What is needed:
Below are the records; tally the lines that include "white" and report only the total.

======== Raw data

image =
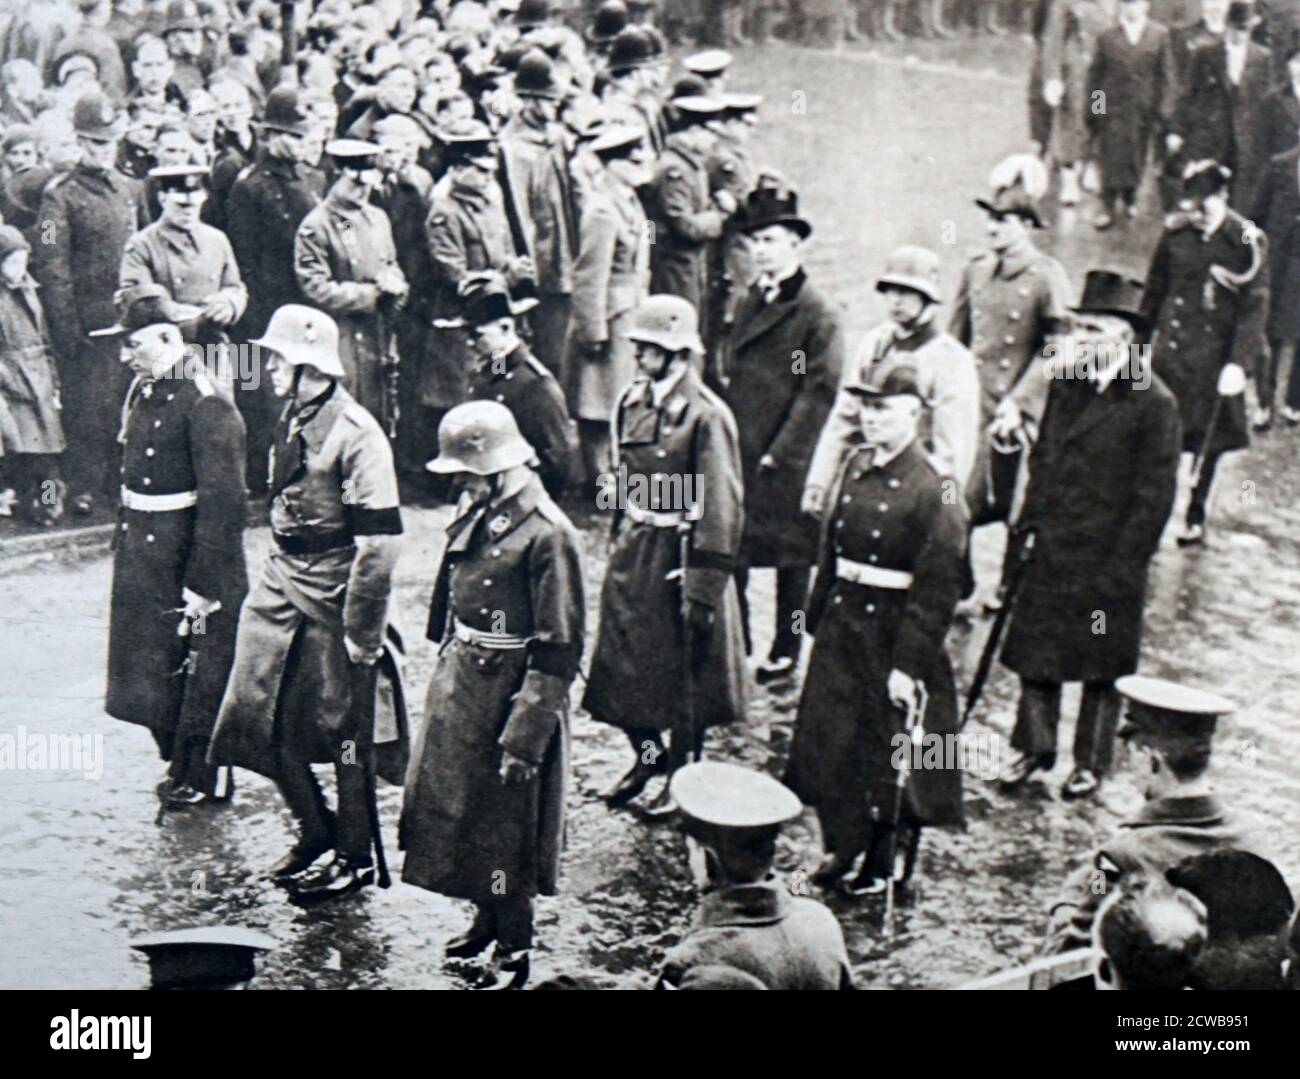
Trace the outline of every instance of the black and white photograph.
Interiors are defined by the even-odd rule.
[[[1297,343],[1300,0],[0,0],[0,989],[1249,1055]]]

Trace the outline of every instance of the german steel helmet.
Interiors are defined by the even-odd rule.
[[[688,348],[704,354],[695,305],[681,296],[662,293],[647,296],[632,315],[632,326],[624,336],[632,341],[658,345],[669,352]]]
[[[885,272],[876,281],[876,291],[890,286],[910,288],[919,292],[931,303],[942,298],[939,291],[939,256],[928,247],[907,245],[897,248],[885,260]]]
[[[496,401],[466,401],[449,411],[438,424],[438,446],[438,456],[425,465],[430,472],[494,476],[536,456],[514,413]]]
[[[322,375],[344,377],[338,323],[314,307],[285,304],[271,316],[266,333],[249,343],[278,352],[295,367],[305,364]]]

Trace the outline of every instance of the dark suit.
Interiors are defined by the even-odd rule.
[[[1300,109],[1300,101],[1291,97]],[[1300,146],[1269,162],[1255,194],[1251,220],[1268,236],[1268,349],[1255,368],[1260,404],[1270,407],[1283,350],[1294,354],[1300,341]],[[1300,369],[1291,368],[1286,403],[1300,408]]]

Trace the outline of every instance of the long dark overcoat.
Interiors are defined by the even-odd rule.
[[[1106,188],[1135,188],[1141,182],[1152,136],[1167,111],[1172,63],[1169,31],[1158,22],[1148,20],[1136,45],[1119,26],[1097,38],[1084,115]]]
[[[854,845],[871,812],[892,812],[894,737],[904,713],[889,699],[895,668],[924,684],[925,732],[957,730],[957,686],[944,638],[962,588],[967,515],[913,442],[881,467],[871,451],[845,460],[836,512],[822,541],[808,603],[815,635],[799,701],[786,783],[816,806],[828,849]],[[838,557],[912,574],[908,588],[879,588],[836,574]],[[905,813],[935,824],[962,820],[961,770],[912,773]],[[861,850],[862,847],[858,846]]]
[[[429,612],[442,646],[402,805],[408,884],[482,901],[555,893],[585,617],[578,536],[540,480],[452,522]],[[529,644],[463,641],[455,621]],[[504,784],[505,751],[537,776]]]
[[[1251,220],[1268,237],[1268,340],[1276,347],[1300,337],[1300,147],[1269,162]]]
[[[844,335],[825,297],[802,270],[772,303],[751,287],[727,342],[724,397],[736,417],[745,480],[740,561],[808,566],[817,559],[817,521],[799,510],[844,363]],[[775,468],[759,468],[764,456]]]
[[[205,378],[137,382],[122,483],[145,495],[195,491],[188,509],[122,509],[113,555],[104,710],[148,727],[164,759],[206,737],[235,649],[244,565],[244,425]],[[219,600],[202,632],[177,635],[181,592]]]
[[[1151,257],[1142,312],[1154,327],[1152,362],[1178,398],[1183,449],[1191,453],[1204,444],[1224,364],[1253,371],[1265,347],[1268,250],[1267,237],[1229,210],[1208,239],[1191,225],[1167,229]],[[1212,266],[1240,280],[1225,287],[1211,276]],[[1245,395],[1225,397],[1210,450],[1249,443]]]
[[[1158,379],[1105,392],[1058,380],[1020,522],[1034,548],[1002,662],[1022,678],[1104,681],[1137,670],[1147,564],[1173,507],[1178,406]]]

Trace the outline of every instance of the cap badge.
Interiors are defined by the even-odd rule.
[[[501,533],[504,532],[509,527],[510,527],[510,514],[508,513],[502,513],[497,517],[493,517],[492,520],[488,522],[488,531],[491,532],[492,535],[494,536],[501,535]]]

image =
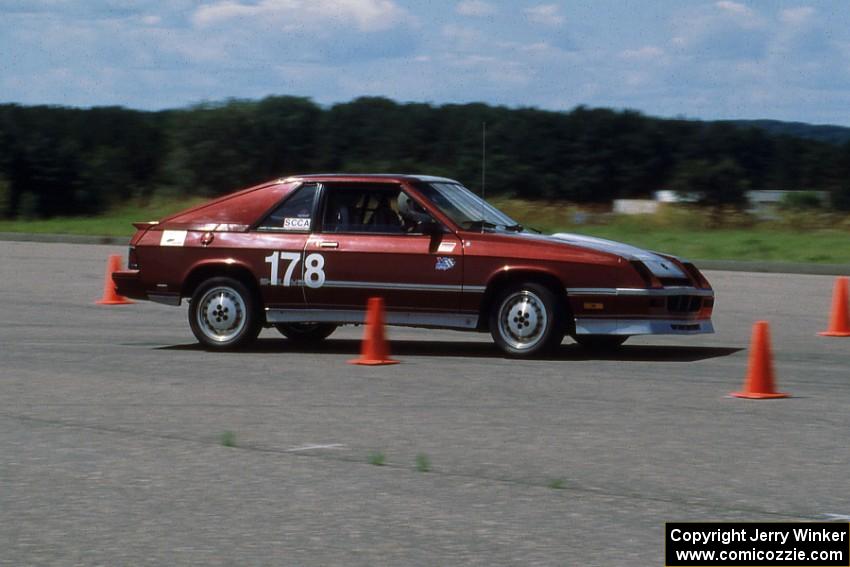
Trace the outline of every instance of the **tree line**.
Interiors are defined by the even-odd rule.
[[[606,203],[674,189],[734,205],[749,189],[793,189],[850,210],[847,142],[583,106],[275,96],[158,112],[0,105],[0,216],[88,215],[311,172],[428,173],[477,191],[484,123],[488,195]]]

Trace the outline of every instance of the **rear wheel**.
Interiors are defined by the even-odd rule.
[[[281,335],[296,343],[317,343],[336,331],[333,323],[278,323],[275,326]]]
[[[490,334],[511,356],[534,356],[561,344],[563,302],[549,288],[523,283],[505,288],[490,311]]]
[[[260,333],[257,300],[239,280],[210,278],[192,295],[189,326],[206,347],[227,350],[244,346]]]
[[[627,335],[575,335],[575,342],[588,350],[616,350],[626,342]]]

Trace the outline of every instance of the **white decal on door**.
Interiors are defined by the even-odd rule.
[[[304,283],[307,287],[319,288],[325,285],[325,257],[321,254],[310,254],[304,261]]]
[[[283,279],[280,279],[280,260],[289,262],[286,266],[286,271],[283,274]],[[295,267],[301,261],[300,252],[272,252],[265,257],[266,264],[271,264],[271,278],[269,285],[282,285],[290,287],[292,285],[292,274],[295,272]],[[307,268],[304,272],[304,284],[307,287],[319,288],[325,284],[325,257],[318,253],[313,253],[307,256],[304,260],[304,266]]]
[[[159,239],[160,246],[183,246],[186,242],[185,230],[163,230]]]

================

Answer for the task:
2